Coordinate annotation entries:
----------
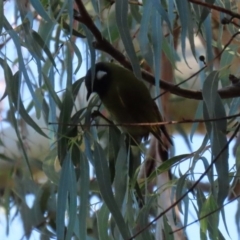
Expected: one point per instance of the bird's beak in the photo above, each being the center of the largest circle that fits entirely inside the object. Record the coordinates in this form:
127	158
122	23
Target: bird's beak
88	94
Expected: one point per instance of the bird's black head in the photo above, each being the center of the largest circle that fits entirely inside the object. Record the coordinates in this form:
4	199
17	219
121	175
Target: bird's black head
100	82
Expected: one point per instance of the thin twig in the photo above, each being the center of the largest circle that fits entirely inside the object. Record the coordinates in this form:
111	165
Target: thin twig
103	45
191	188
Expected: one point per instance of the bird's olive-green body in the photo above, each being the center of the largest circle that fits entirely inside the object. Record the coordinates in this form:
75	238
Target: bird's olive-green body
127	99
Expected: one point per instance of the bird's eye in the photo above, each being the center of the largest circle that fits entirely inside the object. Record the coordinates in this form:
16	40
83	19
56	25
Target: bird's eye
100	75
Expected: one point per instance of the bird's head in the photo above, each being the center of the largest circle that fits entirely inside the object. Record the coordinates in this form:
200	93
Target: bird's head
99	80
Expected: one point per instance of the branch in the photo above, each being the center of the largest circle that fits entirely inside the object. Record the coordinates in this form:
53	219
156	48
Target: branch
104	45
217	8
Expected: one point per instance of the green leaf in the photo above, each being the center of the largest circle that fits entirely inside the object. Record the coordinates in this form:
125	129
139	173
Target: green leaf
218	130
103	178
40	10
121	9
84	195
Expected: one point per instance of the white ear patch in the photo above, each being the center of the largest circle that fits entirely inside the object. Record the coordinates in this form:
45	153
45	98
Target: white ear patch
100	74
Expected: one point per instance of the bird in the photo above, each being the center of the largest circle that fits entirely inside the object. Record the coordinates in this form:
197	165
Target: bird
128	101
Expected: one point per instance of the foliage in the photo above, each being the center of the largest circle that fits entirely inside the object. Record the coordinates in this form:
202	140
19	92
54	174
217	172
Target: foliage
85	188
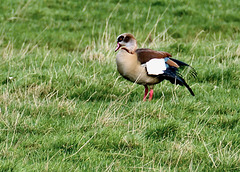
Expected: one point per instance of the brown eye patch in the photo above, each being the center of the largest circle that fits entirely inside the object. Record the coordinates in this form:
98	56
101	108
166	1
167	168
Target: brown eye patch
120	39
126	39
----------
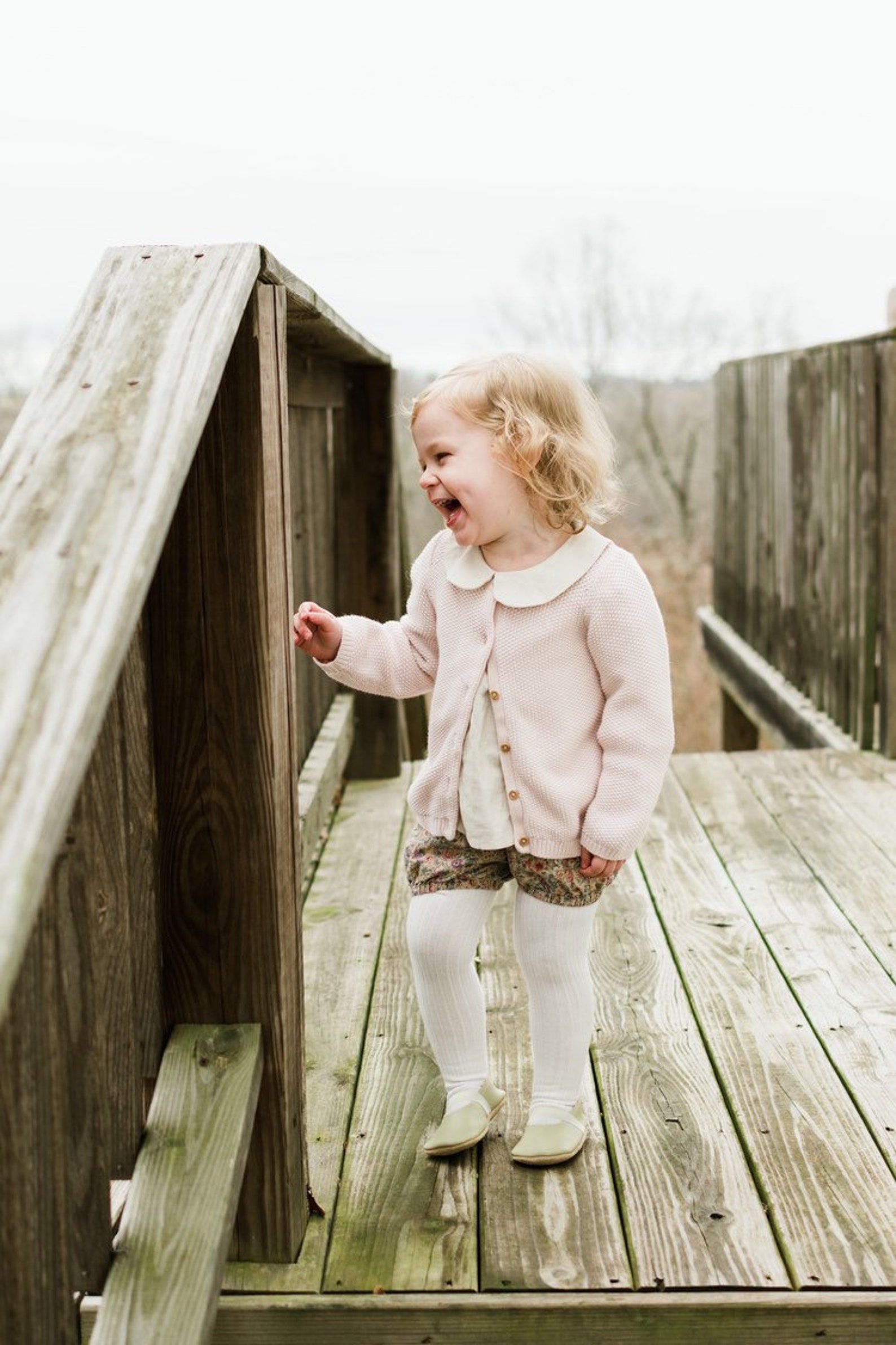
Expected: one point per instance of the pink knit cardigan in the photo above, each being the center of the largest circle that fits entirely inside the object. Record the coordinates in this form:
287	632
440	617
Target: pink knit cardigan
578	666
----------
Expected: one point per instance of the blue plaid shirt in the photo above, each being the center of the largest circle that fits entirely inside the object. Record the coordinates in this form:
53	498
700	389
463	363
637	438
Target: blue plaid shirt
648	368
----------
* **Task goal**:
How many lines in the entries above contain the string "foliage"? Case counts, so give only the number.

* **Correct response**:
2